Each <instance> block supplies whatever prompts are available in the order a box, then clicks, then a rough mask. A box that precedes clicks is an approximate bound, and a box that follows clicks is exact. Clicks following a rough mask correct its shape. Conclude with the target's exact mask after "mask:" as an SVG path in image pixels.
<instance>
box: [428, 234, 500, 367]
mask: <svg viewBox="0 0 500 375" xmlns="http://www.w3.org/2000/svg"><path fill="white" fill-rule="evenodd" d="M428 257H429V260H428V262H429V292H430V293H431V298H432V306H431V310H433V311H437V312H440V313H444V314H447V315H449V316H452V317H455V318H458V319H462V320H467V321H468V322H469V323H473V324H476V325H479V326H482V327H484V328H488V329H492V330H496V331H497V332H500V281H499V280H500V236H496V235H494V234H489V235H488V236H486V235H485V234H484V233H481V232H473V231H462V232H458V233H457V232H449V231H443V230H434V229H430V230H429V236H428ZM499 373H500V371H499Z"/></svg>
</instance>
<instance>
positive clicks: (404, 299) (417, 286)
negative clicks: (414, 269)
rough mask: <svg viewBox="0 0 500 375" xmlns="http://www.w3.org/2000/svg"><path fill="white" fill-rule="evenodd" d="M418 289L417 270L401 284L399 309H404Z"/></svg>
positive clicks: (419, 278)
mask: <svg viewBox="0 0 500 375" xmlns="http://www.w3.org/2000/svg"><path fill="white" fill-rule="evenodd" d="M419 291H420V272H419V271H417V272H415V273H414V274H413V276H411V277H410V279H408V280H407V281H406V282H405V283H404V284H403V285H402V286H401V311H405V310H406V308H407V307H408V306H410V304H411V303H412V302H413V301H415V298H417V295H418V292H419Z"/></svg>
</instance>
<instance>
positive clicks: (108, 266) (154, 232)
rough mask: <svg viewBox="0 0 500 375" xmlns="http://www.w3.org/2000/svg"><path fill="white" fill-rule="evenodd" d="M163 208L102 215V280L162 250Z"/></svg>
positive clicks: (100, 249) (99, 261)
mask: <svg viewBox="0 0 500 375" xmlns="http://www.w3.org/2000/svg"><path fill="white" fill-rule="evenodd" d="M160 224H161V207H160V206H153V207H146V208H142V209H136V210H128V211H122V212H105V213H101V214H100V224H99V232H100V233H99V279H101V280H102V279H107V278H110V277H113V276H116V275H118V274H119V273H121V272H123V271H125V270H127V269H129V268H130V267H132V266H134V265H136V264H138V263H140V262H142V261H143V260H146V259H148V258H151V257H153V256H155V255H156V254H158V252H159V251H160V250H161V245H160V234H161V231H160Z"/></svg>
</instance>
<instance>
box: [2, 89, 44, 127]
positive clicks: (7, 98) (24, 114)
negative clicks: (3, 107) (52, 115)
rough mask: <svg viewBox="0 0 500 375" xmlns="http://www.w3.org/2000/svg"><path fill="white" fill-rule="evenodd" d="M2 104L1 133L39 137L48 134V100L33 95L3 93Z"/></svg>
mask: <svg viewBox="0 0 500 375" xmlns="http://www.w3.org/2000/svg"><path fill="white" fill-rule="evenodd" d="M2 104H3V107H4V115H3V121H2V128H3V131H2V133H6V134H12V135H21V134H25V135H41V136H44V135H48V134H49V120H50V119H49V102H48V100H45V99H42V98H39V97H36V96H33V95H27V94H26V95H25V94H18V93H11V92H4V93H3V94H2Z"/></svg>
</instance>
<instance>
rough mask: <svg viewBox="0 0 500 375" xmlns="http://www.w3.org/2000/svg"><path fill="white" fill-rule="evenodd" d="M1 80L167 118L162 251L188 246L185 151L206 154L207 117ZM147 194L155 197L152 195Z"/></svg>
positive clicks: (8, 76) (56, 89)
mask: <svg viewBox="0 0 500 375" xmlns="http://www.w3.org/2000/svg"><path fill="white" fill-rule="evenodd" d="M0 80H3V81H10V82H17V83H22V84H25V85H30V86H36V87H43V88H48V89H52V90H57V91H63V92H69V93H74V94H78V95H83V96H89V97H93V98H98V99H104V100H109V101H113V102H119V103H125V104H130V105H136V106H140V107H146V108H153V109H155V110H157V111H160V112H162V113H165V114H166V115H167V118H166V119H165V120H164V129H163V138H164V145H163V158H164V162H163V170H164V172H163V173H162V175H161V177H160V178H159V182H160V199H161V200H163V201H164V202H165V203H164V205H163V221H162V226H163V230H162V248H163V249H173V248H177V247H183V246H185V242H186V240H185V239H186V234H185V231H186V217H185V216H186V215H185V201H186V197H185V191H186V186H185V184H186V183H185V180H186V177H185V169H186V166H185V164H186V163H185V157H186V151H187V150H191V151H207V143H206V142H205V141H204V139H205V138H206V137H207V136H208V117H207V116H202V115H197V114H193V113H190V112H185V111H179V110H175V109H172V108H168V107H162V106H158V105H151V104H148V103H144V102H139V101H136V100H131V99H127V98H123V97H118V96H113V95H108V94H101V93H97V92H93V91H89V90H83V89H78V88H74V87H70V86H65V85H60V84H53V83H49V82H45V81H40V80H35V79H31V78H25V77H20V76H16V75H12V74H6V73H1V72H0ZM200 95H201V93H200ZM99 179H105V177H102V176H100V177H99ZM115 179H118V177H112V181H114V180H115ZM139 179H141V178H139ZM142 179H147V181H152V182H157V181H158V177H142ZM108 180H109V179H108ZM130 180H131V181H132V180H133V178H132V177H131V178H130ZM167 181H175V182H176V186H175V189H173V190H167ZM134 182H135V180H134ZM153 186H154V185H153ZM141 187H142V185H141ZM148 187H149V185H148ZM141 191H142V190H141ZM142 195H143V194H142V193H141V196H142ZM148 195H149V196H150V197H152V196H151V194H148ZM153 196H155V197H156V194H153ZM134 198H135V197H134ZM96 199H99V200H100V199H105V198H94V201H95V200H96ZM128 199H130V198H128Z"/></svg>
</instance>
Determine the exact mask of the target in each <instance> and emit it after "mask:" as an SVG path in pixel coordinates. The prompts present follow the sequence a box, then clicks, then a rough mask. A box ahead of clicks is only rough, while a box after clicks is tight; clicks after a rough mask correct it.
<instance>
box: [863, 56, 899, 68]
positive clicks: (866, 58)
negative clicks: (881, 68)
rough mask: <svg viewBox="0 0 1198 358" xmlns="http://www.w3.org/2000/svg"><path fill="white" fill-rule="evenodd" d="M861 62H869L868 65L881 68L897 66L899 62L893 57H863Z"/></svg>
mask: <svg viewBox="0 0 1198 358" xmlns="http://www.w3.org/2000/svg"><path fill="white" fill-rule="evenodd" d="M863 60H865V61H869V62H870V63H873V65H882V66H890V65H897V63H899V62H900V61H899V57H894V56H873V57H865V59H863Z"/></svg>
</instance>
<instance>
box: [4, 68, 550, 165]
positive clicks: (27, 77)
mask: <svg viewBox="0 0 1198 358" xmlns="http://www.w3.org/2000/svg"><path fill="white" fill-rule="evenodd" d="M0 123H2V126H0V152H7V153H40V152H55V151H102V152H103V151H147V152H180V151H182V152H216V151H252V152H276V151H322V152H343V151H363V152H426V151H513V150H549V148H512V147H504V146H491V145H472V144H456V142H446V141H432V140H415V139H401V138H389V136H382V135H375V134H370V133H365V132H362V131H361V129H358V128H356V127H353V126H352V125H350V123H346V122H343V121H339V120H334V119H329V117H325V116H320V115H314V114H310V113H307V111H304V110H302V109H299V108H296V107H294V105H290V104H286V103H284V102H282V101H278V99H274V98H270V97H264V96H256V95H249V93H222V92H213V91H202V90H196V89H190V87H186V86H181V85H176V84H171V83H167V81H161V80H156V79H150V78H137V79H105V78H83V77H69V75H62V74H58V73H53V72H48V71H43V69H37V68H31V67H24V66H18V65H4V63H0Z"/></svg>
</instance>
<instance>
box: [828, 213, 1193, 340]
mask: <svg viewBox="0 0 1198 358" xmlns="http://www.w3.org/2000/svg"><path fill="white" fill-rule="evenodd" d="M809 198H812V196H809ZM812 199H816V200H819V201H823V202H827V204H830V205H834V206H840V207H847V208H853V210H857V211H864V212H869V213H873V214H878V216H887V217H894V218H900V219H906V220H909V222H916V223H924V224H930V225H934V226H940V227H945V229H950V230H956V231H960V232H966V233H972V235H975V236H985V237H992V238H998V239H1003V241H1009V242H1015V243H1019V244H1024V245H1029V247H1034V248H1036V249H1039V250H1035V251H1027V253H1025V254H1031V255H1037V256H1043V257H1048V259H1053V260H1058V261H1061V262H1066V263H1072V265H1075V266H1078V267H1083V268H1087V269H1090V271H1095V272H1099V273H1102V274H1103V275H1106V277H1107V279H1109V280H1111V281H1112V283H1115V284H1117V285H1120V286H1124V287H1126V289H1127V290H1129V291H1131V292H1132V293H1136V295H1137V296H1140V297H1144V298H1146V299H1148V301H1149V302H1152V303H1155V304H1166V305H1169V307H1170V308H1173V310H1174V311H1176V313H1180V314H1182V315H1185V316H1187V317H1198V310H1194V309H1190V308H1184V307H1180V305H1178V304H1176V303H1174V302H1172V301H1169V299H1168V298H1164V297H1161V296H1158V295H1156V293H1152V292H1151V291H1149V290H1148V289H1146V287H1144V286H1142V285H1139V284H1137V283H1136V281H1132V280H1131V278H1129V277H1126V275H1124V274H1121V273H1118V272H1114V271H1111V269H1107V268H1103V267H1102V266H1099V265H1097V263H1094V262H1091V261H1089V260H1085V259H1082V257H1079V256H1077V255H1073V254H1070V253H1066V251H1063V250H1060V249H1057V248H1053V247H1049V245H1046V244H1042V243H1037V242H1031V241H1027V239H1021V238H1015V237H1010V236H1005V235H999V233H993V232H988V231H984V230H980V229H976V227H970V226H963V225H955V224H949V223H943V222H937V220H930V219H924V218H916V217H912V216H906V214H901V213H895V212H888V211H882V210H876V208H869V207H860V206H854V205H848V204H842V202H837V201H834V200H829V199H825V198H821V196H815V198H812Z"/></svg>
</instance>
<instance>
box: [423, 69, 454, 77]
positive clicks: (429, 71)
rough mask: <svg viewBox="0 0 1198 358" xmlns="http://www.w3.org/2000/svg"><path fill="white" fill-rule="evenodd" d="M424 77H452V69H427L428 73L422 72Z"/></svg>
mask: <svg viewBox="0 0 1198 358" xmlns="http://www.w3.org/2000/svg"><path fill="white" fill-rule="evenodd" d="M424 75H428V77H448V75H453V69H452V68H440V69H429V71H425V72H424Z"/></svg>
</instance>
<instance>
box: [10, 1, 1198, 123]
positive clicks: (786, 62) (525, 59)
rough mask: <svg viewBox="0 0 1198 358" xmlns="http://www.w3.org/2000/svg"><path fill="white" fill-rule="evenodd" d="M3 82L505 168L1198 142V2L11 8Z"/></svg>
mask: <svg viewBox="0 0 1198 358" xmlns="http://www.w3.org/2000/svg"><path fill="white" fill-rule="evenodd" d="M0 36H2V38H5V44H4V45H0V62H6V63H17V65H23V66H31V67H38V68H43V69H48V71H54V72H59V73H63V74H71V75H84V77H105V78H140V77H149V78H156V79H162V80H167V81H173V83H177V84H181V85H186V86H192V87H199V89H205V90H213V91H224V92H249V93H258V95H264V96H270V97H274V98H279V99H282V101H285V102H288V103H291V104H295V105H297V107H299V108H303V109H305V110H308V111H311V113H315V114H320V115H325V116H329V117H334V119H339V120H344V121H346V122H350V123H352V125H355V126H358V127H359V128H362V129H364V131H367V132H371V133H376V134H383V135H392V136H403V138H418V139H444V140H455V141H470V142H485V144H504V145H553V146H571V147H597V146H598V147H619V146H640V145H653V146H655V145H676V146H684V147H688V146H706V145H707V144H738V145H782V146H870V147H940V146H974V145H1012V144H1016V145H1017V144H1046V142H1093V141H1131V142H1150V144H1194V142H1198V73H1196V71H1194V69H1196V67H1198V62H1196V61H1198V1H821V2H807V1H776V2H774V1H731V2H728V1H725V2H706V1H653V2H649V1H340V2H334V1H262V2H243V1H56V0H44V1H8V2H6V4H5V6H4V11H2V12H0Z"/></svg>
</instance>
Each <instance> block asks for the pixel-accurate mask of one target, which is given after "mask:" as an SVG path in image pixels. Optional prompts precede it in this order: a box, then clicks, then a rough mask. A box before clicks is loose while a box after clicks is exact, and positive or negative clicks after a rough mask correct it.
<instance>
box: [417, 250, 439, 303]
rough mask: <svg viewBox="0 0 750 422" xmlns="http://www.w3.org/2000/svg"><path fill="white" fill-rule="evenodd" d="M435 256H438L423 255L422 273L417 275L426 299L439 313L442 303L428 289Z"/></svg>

===

[PROBLEM STATEMENT]: Using the material above, state how many lines carry the word "negative", giving the number alone.

[SOLUTION FOR THIS PROBLEM]: 4